**What to produce**. Give every line of the rows below as a numbered list, skipping blank lines and leaving the pictures out.

(Point placement records)
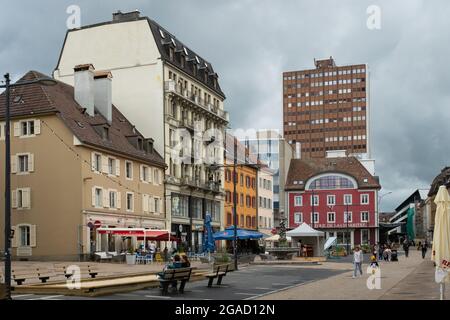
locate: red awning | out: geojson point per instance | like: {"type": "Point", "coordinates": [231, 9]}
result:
{"type": "Point", "coordinates": [134, 232]}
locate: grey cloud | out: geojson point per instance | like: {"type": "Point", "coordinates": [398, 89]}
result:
{"type": "Point", "coordinates": [250, 44]}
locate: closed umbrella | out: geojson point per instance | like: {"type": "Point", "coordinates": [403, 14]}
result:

**Answer to the problem**.
1. locate: red awning | out: geojson point per instance | like: {"type": "Point", "coordinates": [231, 9]}
2. result:
3. {"type": "Point", "coordinates": [134, 232]}
4. locate: grey cloud | out: geojson point per instance | like: {"type": "Point", "coordinates": [398, 89]}
5. result:
6. {"type": "Point", "coordinates": [250, 44]}
7. locate: closed umbrella | out: geojson point per instance | like: {"type": "Point", "coordinates": [403, 14]}
8. result:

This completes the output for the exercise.